Tasks:
**a.** List the categories into which the patching excerpt divides patching.
**b.** From the patching excerpt, copy everything from "(1)  Infrastructure.  This" down to "the non-prod environment.".

Tuesday, July 9, 2013

How, What, and When to Patch



How an enterprise decides to manage patch administration probably varies based on who is doing it, the maturity of the Vulnerability Management program, and the business’ tolerance of maintenance windows.  In my opinion patching should be broken into four categories:

(1)  Infrastructure.  This would be servers, devices, applications that are used by IT and can be patched with no impact to business users or business processes.   This patching can be accomplished as often as necessary, but monthly will probably work out the best.

(2)  Servers / Operating Systems.  This category includes the Windows and / or Linux servers in the environment.  This is where IT management needs to get a recurring maintenance window from the business that is always available for IT to use whether it is needed or not.   In my humble opinion this window should be available weekly.   While we are probably not going to patch weekly, this windows can be used to fix application problems, apply emergency / critical patches, etc…   Server patching probably can’t be performed more that quarterly because you will need time to test patches in the non-prod environment.

(3)  Applications.   This category includes business applications such as ERP systems, HR systems, etc…   These systems should be patched during the maintenance window arranged by IT management above.  How often this patching occurs will depend on the business’ desire because it will take good amount of resources to test the patches and identify any impacts on systems that may feed or receive data from the patched system.   Twice a year maybe the best case scenario; once a year maybe the answer the schedule that works best for the business.

(4)  Workstations.  This is where the biggest risk may be located for the enterprise.  While the endpoint security (anti-virus, anti-malware, etc…) should be updating daily, OS patching should be applied monthly.  If a standard desktop image is used, testing should be pretty straightforward and a reboot by users once a month isn’t to much to ask.

No matter what schedule an enterprise decides on, the key is management buy-in and communications to the user community.   Once the schedule is set, stick to it and only deviate in rare and unique situations.

Extracted entries:
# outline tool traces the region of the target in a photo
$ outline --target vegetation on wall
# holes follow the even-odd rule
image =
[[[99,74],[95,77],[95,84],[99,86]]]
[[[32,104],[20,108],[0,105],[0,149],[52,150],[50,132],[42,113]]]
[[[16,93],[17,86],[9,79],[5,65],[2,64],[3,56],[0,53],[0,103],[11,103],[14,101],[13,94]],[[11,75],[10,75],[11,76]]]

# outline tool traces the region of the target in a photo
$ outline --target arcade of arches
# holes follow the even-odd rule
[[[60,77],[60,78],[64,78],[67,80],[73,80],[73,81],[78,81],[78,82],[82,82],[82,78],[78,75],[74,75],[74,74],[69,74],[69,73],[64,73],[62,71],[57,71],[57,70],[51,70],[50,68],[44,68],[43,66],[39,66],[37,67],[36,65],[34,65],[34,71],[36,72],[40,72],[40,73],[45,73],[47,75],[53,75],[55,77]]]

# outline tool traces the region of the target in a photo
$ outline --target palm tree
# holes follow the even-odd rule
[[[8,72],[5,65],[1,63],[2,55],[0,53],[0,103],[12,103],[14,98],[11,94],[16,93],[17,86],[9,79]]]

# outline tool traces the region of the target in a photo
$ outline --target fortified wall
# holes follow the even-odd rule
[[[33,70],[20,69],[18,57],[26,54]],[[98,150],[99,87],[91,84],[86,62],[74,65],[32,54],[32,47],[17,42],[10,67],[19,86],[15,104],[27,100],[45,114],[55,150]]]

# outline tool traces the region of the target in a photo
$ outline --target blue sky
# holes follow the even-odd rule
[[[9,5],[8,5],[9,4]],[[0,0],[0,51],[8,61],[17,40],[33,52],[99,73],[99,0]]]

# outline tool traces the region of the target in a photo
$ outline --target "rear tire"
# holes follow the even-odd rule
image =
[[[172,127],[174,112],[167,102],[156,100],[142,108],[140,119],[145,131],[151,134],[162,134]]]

Answers to the exercises:
**a.**
Infrastructure
Servers / Operating Systems
Applications
Workstations

**b.**
(1)  Infrastructure.  This would be servers, devices, applications that are used by IT and can be patched with no impact to business users or business processes.   This patching can be accomplished as often as necessary, but monthly will probably work out the best.

(2)  Servers / Operating Systems.  This category includes the Windows and / or Linux servers in the environment.  This is where IT management needs to get a recurring maintenance window from the business that is always available for IT to use whether it is needed or not.   In my humble opinion this window should be available weekly.   While we are probably not going to patch weekly, this windows can be used to fix application problems, apply emergency / critical patches, etc…   Server patching probably can’t be performed more that quarterly because you will need time to test patches in the non-prod environment.